» **Document excerpt**:
We have to create a ZIP File System in order to probe the file properly. We have discussed the steps to create ZIP File system quite a lot in this blog.  A code snippet to create ZPFS in Java is shown below:

        Map<String, String> zip_properties = new HashMap<>();
        zip_properties.put("create", "false");
        URI zip_disk = URI.create("jar:file:/sp.zip");
        FileSystem zipfs = FileSystems.newFileSystem(zip_disk, zip_properties);


Get root directories to Search:

Once the file system is created, we use getRootDirectories method to get a list of all root paths inside the ZIP file on which we have to search for the input file. We iteratively search all the root directories, folders and sub folders in them recursively, and locate the occurrence of our input file in them. Note that we match file only by name in this tutorial.

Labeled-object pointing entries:

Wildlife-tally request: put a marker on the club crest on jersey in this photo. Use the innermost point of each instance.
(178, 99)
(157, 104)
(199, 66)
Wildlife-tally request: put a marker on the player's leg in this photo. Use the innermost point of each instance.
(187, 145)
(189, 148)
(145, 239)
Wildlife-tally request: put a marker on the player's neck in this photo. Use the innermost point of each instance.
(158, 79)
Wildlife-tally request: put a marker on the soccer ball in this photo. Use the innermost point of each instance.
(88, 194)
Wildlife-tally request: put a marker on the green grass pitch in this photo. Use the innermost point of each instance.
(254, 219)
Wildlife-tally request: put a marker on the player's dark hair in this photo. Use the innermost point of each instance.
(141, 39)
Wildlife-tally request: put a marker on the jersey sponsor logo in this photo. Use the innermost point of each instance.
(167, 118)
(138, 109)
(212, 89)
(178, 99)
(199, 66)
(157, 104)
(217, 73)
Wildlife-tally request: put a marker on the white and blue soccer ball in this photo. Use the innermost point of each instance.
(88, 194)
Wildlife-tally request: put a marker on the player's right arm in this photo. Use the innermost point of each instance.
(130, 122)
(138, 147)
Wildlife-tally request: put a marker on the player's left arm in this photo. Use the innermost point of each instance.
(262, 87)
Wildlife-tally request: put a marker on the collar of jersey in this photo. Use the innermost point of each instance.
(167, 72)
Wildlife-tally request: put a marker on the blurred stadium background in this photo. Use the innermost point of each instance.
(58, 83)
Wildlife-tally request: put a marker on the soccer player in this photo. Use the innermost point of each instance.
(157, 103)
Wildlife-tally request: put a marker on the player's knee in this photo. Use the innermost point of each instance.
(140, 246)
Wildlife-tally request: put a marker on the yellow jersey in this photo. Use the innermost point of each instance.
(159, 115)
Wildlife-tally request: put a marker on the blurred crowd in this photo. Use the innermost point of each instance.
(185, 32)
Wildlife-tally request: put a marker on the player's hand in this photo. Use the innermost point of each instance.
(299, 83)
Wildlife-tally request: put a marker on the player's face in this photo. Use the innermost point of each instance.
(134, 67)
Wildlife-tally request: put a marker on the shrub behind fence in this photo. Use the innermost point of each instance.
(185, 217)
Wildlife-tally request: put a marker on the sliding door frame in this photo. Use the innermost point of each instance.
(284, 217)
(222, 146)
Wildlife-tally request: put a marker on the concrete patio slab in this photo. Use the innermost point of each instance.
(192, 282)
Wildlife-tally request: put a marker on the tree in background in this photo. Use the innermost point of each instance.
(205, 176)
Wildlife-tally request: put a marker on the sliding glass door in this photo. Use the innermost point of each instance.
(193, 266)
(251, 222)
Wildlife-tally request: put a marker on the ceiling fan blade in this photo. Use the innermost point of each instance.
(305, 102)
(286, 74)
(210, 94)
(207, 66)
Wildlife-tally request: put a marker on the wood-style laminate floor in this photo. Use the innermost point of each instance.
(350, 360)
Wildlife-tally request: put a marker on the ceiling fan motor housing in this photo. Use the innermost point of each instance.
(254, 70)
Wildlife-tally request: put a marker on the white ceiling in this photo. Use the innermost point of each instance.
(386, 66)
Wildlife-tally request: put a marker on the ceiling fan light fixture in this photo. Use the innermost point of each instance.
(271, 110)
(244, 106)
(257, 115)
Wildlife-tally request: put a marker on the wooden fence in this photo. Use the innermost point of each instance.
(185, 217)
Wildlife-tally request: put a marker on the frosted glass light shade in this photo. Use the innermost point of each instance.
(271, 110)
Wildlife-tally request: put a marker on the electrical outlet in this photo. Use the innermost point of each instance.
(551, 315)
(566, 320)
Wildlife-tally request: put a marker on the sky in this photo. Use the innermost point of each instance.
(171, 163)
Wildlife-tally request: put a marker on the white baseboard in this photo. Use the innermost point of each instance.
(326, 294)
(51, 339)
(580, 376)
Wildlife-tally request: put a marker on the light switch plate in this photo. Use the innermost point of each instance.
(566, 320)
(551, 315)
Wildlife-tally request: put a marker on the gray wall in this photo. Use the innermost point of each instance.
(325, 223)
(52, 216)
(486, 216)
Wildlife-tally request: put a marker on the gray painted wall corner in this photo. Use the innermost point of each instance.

» **Directives**:
**A)** According to the ZIP file search excerpt, why does the procedure begin by creating a ZIP File System? Answer in one to three sentences.
**B)** Carry on the ZIP file search excerpt, picking up right after its final sentence.

» **Expected responses**:
**A)** A ZIP File System must be created so that the file can be probed properly. Once it exists, the getRootDirectories method can list the root paths inside the ZIP file, and those paths are then searched for the input file.

**B)**
The search is done using the walkFileTree method available in java.nio.file.Files class. We use a public boolean variable to set a flag if a match is found. If no match is found at the end of the search, we output a message to the user that the searched file is not available in the ZIP archive.


Search ZIP Archive for File – Complete Java NIO ZPFS Program

The complete Java program that recursively searches the entire ZIP archive for a file is shown below:

import java.nio.file.attribute.BasicFileAttributes;
import java.nio.file.*;
import java.io.IOException;
import java.util.*;
import java.net.URI;

class Search implements FileVisitor {
    /* This flag holds the Path to the searched file */
    private final Path searchedFile;
    /* This flag is set to true if the file is found */
    public boolean file_found_flag;
  
    public Search(Path searchedFile) {
       this.searchedFile = searchedFile;
       this.file_found_flag = false;
    }
   
    
    @Override
    public FileVisitResult visitFile(Object file, BasicFileAttributes attrs)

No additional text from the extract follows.